BEGIN Data for this task
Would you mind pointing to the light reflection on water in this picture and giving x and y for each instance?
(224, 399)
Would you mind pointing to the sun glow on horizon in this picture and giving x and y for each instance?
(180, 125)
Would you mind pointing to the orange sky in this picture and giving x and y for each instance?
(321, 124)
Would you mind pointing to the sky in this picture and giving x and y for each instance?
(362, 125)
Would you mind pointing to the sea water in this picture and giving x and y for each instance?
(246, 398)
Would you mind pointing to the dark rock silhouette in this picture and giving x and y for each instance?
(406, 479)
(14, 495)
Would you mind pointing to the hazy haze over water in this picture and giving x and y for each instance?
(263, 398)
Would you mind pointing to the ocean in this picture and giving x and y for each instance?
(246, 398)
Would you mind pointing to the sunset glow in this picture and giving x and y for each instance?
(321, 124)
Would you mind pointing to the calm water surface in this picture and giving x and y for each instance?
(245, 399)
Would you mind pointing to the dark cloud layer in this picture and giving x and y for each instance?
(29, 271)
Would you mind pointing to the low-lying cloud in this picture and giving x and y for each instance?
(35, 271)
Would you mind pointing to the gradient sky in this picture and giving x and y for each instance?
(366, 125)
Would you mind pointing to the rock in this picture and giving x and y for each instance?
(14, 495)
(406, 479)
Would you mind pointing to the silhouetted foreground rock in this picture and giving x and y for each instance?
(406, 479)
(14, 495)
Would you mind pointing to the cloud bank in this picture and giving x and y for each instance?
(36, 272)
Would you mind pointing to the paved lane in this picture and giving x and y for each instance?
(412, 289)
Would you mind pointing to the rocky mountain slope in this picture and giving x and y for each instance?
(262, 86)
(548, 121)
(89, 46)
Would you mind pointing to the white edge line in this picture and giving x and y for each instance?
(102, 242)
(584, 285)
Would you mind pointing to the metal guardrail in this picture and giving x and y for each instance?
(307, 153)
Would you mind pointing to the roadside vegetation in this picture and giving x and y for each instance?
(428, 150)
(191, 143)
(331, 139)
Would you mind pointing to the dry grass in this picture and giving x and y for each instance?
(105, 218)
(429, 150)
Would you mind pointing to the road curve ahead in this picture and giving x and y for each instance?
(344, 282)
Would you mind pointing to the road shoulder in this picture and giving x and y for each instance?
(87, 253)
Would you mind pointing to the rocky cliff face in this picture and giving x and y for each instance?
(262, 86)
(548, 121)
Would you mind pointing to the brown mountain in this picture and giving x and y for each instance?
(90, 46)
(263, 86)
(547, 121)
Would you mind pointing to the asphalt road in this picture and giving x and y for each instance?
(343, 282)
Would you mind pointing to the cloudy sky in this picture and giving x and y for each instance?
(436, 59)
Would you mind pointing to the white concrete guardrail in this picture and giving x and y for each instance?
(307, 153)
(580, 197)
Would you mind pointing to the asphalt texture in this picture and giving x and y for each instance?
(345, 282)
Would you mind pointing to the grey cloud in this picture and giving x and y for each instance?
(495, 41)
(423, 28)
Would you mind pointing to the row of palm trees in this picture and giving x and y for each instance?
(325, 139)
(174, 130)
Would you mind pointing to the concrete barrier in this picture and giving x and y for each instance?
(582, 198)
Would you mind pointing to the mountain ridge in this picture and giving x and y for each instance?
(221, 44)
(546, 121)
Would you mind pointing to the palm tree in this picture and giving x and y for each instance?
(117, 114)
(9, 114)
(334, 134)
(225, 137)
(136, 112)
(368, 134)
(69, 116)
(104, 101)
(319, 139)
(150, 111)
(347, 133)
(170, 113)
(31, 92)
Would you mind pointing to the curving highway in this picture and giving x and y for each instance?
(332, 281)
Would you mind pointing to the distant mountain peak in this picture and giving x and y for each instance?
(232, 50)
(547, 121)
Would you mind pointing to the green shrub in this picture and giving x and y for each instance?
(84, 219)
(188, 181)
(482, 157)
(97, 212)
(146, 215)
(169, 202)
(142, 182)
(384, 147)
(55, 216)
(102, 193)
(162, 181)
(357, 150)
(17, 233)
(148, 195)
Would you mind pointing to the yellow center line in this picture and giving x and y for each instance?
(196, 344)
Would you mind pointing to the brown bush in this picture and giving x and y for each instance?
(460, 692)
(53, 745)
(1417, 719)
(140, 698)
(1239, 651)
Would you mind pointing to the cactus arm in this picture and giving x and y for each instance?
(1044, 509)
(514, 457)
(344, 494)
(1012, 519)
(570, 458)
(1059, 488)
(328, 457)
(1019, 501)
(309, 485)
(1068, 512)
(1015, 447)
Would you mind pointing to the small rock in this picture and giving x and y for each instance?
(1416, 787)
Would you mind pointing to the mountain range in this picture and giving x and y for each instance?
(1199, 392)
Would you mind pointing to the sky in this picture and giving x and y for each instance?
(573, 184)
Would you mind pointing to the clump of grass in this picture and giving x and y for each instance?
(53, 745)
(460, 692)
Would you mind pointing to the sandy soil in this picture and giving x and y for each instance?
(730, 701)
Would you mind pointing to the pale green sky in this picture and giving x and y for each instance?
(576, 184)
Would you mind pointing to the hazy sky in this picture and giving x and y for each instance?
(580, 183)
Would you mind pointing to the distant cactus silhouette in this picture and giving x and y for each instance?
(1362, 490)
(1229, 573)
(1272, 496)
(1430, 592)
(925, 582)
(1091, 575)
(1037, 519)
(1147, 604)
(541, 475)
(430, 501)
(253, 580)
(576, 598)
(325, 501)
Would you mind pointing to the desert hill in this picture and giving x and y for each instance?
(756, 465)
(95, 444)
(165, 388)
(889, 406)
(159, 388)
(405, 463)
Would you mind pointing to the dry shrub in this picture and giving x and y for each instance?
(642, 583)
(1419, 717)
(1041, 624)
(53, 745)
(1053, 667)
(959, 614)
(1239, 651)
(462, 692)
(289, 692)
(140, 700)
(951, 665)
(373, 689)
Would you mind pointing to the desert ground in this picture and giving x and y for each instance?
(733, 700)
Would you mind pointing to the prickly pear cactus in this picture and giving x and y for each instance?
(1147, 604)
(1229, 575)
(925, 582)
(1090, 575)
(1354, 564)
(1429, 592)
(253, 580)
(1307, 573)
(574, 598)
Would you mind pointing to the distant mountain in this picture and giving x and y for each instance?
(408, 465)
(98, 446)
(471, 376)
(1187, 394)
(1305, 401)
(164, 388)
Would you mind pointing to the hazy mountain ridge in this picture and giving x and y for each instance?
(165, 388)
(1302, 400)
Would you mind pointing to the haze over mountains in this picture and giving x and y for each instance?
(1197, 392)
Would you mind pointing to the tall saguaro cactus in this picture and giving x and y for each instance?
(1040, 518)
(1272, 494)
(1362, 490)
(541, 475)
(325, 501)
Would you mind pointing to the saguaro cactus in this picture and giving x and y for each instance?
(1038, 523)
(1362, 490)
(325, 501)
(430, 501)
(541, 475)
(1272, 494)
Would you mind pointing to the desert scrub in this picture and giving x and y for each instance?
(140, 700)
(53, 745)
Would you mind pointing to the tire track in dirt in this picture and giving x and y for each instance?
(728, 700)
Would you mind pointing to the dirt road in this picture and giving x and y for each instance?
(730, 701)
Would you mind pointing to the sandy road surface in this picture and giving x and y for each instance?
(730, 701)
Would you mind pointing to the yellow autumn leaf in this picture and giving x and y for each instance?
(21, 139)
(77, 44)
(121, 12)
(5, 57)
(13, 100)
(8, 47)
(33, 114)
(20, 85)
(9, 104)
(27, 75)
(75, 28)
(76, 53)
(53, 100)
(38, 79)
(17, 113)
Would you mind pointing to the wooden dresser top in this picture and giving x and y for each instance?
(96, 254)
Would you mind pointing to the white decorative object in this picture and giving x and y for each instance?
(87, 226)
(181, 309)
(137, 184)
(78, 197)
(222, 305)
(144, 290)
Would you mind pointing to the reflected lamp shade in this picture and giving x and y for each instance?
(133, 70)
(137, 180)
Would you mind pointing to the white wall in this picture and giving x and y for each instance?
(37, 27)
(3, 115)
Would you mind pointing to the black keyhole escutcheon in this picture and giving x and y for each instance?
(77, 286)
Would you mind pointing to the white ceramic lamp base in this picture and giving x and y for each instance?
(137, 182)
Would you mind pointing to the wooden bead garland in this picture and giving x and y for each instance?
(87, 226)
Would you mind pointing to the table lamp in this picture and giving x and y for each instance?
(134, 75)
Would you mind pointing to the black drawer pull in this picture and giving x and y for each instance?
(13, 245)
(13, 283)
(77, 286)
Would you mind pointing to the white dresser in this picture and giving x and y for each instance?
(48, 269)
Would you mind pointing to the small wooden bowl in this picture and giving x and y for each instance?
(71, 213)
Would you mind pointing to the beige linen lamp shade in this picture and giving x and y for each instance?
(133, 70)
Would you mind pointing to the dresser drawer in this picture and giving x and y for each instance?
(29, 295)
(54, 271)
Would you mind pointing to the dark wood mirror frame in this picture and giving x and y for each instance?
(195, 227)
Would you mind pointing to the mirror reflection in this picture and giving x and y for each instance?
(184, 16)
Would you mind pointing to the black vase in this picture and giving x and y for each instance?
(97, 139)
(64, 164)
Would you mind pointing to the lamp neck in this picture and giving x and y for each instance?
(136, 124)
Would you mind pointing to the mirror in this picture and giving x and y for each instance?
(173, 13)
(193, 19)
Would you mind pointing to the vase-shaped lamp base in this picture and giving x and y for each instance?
END Data for this task
Your task is to extract the lines running from the one with "Would you mind pointing to the dresser" to the end of the material, inclusive, copying each exactly and adding nothing.

Would you mind pointing to the dresser drawer in this picture and giving x and y for each instance?
(29, 295)
(54, 271)
Would you mind pointing to the dark wood mirror frame in this picture and giving x and y for each instance?
(195, 227)
Would you mind pointing to the mirror reflection in this picture and giving x and y for each instance?
(184, 16)
Would you mind pointing to the black vase in this picture and giving x and y for each instance?
(97, 139)
(64, 164)
Would you mind pointing to the lamp neck in this picture and giving x and y for each instance?
(136, 124)
Would you mind pointing to the mirror in this picture and giving x and y for each instance?
(173, 13)
(193, 19)
Would you mind pointing to the vase-shaped lamp base in this picture and giving x and y for each instance?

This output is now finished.